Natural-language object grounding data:
Segment Open

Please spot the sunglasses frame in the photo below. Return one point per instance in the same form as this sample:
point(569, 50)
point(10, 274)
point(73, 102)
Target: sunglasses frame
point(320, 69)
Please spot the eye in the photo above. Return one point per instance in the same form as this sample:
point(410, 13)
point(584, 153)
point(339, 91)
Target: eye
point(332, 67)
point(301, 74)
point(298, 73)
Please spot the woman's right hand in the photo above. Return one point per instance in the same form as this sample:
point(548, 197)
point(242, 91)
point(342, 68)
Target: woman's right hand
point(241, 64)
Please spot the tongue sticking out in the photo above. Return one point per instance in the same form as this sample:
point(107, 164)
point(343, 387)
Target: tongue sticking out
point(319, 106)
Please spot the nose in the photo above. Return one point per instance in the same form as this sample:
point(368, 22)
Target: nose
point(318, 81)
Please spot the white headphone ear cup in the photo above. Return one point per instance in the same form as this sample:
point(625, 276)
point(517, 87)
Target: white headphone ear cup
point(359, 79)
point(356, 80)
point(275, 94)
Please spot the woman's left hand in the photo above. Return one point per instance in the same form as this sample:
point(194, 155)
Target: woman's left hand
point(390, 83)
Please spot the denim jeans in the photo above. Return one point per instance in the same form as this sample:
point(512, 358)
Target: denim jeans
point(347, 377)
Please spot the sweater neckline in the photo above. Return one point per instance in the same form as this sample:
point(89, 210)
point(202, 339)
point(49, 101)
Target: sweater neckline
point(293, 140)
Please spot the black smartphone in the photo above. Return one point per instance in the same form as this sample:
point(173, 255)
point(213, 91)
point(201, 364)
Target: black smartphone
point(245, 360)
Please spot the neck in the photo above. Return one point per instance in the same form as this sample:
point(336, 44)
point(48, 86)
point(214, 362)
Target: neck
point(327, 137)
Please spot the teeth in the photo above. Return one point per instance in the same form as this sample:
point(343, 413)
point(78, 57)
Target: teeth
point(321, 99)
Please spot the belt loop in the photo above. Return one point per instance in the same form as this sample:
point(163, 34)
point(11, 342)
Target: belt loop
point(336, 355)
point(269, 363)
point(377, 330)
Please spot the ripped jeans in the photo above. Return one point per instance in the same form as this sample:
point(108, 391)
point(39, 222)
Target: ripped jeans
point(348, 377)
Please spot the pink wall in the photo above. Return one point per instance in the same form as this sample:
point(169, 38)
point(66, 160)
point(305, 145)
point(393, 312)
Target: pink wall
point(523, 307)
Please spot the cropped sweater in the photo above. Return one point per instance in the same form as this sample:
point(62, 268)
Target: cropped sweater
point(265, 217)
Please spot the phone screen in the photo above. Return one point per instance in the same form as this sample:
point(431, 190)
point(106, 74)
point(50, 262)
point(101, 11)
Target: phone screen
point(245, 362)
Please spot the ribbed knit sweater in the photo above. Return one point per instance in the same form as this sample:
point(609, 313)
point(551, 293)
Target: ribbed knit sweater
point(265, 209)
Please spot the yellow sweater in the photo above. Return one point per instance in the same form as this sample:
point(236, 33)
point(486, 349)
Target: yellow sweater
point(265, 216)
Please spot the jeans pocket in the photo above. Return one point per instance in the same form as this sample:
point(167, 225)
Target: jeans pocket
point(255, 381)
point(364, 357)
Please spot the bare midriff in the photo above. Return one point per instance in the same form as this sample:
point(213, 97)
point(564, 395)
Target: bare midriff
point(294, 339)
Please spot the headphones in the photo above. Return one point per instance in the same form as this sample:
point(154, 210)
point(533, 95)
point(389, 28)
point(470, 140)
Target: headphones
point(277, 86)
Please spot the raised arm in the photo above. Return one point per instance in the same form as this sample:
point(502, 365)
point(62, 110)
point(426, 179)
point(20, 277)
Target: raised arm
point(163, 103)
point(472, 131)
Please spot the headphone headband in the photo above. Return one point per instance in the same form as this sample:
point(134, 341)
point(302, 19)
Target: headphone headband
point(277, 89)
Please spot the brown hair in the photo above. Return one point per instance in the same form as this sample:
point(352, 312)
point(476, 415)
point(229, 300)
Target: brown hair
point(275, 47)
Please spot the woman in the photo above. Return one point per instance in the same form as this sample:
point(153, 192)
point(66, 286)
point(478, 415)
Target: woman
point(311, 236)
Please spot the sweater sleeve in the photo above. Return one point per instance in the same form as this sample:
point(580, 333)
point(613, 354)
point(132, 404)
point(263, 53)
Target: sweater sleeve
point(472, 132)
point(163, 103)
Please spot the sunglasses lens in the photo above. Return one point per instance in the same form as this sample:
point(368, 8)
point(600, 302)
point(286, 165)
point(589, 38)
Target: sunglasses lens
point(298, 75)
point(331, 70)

Segment Closed

TRY IT: Set down exactly what runs from the line with "Target: brown hair" to the last line of the data above, including both of those lines and no others.

EXERCISE RESPONSE:
Target: brown hair
point(275, 47)
Please spot the woman in the photo above. Return one point per instance in the same form as this sample:
point(153, 192)
point(66, 286)
point(478, 415)
Target: woman
point(311, 236)
Please spot the sweater sleeve in the photo above. Return one point per instance in the same form as this sample:
point(580, 333)
point(613, 354)
point(132, 404)
point(263, 53)
Target: sweater sleeve
point(472, 132)
point(163, 103)
Please spot the sunglasses lens in the photo above. Return one point per instance in the same form as this sample:
point(368, 8)
point(600, 302)
point(286, 165)
point(589, 38)
Target: sunglasses lens
point(298, 75)
point(331, 70)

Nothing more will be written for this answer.